*Your objective:* Go through the records and show each line where the word "front" occurs.

*Data records:*
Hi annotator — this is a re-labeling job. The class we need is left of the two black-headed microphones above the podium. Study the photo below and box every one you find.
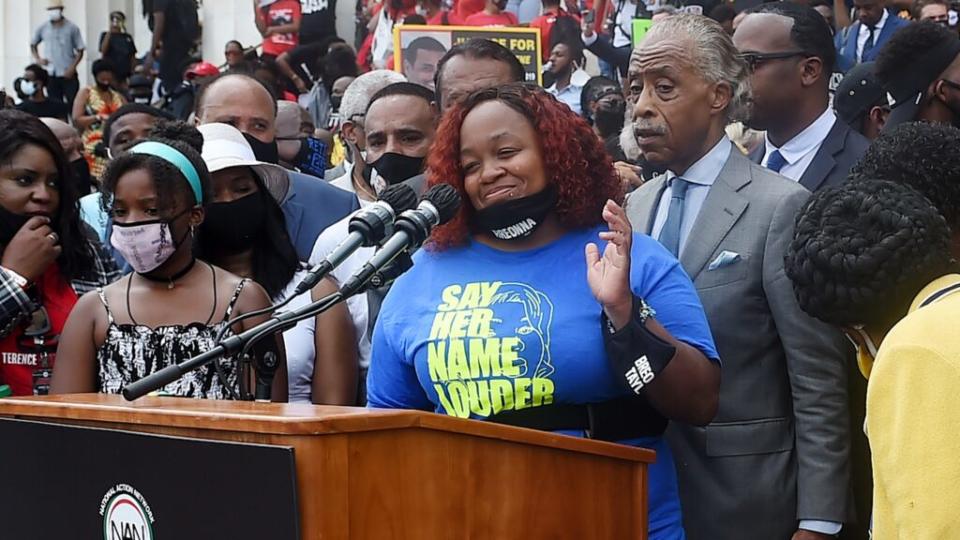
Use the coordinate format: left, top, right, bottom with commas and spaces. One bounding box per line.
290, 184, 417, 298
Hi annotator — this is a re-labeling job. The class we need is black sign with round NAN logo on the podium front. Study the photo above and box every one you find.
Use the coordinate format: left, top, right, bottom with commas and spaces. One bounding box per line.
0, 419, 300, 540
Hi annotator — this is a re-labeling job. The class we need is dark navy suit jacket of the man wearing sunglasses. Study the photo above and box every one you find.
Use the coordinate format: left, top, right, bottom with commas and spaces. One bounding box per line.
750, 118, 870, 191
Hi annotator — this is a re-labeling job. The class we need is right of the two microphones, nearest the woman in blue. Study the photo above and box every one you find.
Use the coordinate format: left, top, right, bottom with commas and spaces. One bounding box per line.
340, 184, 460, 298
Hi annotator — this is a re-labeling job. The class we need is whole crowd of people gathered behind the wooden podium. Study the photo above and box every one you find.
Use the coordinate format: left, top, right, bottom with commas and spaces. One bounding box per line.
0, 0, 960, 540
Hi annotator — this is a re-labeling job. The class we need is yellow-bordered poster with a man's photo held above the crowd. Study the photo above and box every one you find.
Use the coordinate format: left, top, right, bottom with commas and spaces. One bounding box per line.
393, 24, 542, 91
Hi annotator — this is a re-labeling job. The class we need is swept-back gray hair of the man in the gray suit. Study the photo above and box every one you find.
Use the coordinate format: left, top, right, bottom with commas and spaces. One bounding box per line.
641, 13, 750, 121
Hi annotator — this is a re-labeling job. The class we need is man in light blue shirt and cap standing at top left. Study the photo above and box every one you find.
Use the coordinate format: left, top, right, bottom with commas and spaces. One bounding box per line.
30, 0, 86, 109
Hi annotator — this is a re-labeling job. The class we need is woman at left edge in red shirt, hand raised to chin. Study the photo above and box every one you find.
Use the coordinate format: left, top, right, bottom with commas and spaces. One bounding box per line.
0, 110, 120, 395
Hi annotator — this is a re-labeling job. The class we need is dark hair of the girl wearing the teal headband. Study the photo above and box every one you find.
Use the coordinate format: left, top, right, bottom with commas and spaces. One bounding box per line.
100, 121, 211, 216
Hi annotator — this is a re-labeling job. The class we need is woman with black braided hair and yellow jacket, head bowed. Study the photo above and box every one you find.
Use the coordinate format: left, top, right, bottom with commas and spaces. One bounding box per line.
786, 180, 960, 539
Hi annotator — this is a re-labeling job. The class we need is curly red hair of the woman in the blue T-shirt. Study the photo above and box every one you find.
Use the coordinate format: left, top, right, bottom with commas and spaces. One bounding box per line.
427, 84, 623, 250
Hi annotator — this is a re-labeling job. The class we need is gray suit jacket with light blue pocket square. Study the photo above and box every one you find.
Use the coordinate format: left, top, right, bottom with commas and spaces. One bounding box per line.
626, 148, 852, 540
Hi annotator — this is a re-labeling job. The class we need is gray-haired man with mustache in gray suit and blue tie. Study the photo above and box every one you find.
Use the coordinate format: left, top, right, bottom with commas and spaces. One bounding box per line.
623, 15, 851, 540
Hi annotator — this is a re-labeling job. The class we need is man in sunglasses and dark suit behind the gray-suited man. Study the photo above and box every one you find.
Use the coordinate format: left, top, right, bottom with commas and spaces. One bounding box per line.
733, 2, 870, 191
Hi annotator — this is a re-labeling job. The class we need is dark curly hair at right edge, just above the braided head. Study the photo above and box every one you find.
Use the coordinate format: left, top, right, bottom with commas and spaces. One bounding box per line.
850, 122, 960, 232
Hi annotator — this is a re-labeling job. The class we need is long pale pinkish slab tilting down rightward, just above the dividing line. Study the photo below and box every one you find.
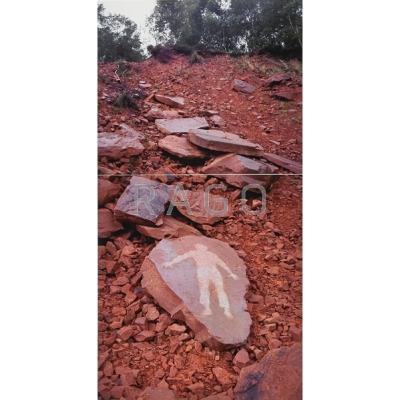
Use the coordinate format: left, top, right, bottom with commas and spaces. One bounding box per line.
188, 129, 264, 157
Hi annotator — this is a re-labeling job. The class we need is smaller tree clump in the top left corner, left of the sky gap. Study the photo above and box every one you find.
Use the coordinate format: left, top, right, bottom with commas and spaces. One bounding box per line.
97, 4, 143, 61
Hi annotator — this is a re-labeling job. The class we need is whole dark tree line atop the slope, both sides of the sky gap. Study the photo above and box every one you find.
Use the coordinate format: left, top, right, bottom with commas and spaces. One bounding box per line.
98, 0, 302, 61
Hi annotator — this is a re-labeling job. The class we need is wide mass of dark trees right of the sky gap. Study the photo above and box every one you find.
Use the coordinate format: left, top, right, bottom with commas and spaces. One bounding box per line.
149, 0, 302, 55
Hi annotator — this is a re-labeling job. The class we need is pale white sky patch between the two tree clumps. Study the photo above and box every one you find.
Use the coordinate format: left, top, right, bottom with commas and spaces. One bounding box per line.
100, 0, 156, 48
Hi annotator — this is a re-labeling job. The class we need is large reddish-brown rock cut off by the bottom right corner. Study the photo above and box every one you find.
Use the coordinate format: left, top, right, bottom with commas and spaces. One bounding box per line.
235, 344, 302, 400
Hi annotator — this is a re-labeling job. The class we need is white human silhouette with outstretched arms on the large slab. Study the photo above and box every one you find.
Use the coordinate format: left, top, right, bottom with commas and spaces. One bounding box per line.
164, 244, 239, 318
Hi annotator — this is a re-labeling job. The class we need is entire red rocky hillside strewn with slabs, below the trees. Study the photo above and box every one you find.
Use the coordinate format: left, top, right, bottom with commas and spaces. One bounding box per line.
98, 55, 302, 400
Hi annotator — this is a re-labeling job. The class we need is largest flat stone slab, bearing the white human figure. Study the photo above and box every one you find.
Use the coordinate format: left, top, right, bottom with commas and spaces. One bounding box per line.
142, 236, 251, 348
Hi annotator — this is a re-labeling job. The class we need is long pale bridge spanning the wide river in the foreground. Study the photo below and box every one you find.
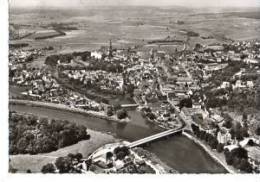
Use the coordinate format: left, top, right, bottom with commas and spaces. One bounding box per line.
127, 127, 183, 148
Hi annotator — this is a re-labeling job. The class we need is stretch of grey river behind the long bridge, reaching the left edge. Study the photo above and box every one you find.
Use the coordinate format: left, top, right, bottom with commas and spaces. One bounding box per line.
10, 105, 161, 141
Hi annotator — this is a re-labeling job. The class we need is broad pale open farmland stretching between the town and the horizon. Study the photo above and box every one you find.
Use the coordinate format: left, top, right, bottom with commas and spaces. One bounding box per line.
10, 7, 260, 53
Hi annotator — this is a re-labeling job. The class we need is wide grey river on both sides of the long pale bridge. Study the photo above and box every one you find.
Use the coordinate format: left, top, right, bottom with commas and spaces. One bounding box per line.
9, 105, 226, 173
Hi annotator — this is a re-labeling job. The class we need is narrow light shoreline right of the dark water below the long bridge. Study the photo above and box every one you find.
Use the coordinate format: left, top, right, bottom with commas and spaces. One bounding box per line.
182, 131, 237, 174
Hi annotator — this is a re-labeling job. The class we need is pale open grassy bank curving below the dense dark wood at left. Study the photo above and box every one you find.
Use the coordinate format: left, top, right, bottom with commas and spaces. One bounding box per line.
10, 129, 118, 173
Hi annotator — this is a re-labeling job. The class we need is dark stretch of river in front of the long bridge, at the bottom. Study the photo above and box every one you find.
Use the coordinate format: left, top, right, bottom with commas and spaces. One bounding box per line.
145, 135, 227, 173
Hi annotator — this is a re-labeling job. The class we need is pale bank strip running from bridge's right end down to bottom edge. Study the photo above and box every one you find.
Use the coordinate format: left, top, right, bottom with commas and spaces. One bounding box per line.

*The answer:*
Hi annotator — this is a re-labeling job. The class we need is black sign with round NAN logo on the podium front. Study the photo above and box every one you find.
Hi annotator — this is a re-labeling job. The class we need is dark stretch of river in front of the long bridge, at the bottom. Study the photo above and box every one you find.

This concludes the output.